MATERIAL FOR THIS TASK:
————

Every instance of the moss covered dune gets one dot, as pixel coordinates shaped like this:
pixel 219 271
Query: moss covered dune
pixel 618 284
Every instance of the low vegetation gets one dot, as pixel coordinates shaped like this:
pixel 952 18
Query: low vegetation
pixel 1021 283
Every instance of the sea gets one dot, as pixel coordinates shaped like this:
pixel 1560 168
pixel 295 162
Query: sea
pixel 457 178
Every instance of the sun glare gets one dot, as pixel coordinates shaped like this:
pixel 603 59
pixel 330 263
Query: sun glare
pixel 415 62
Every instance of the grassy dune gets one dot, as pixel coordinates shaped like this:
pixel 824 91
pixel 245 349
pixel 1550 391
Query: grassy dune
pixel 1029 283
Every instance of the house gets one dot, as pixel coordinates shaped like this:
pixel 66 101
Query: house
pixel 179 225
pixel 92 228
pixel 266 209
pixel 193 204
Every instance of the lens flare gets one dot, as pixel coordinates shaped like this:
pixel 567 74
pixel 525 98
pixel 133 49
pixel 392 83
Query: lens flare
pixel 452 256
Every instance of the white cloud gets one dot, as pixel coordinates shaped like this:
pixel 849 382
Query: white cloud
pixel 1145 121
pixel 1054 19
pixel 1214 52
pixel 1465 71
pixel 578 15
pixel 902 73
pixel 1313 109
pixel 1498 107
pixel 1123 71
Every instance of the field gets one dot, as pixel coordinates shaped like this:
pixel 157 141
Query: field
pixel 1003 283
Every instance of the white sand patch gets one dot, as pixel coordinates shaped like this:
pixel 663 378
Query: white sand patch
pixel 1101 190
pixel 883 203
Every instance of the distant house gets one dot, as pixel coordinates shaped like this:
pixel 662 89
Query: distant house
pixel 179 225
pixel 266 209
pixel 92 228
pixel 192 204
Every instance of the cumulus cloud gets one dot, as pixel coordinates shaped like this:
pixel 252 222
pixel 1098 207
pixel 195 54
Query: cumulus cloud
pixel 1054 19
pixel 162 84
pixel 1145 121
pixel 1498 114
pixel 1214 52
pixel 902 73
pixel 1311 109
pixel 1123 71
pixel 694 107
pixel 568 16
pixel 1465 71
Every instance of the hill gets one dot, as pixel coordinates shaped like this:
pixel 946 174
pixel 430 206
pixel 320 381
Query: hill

————

TASK DETAILS: Repeat the entries above exactly, leaving nothing out.

FULL ANSWER:
Every instance of the moss covered dune gets one dot, as pixel coordinates shaped like this:
pixel 219 271
Query: moss covered dune
pixel 618 284
Every instance of the low vegetation gets one dot, as pixel coordinates shaped like this:
pixel 952 18
Query: low vegetation
pixel 1021 283
Every instance of the sea gets one dot, as pixel coordinates shaped like this:
pixel 1560 168
pixel 295 162
Query: sea
pixel 457 178
Every instance of the sun glare gets one dot, as pixel coordinates shaped like this:
pixel 603 59
pixel 330 263
Query: sun glare
pixel 415 62
Every instance of the grassy dune gets one dot, as pixel coordinates shaped like this:
pixel 824 91
pixel 245 349
pixel 1550 391
Query: grassy dune
pixel 1029 283
Every instance of the house gets one dot, as pixel coordinates shaped like this:
pixel 66 101
Query: house
pixel 179 225
pixel 92 228
pixel 266 209
pixel 193 204
Every instance of the lens flare gets one dot, as pixel coordinates shaped like this:
pixel 567 74
pixel 525 98
pixel 133 49
pixel 392 83
Query: lens flare
pixel 452 256
Every instance of the white cloud gets one dot, as pixel coordinates shaped like this:
pixel 849 382
Query: white cloud
pixel 1145 121
pixel 1054 19
pixel 1214 52
pixel 1465 71
pixel 578 15
pixel 902 73
pixel 1313 109
pixel 1498 107
pixel 1123 71
Every instance of the field gets one dot, as pixel coordinates shaped like this:
pixel 157 141
Query: field
pixel 1003 283
Every instance of the white sand patch gets one dot, as pixel coordinates shaped like this:
pixel 663 378
Query: white sand patch
pixel 1101 190
pixel 883 203
Every instance of the distant house gets one dot, as pixel coordinates shaped like this:
pixel 662 89
Query: distant house
pixel 179 225
pixel 266 209
pixel 92 228
pixel 192 204
Every instance of the cumulus cloud gets one dot, as pixel coordinates shaped like this:
pixel 252 222
pixel 1098 207
pixel 195 54
Query: cumulus cloud
pixel 1054 19
pixel 162 84
pixel 1145 121
pixel 1498 114
pixel 1214 52
pixel 902 73
pixel 1311 109
pixel 1123 71
pixel 694 107
pixel 568 16
pixel 1465 71
Every instance of the hill gets one dot, as pixel coordinates shaped like this:
pixel 946 174
pixel 430 206
pixel 320 381
Query: hill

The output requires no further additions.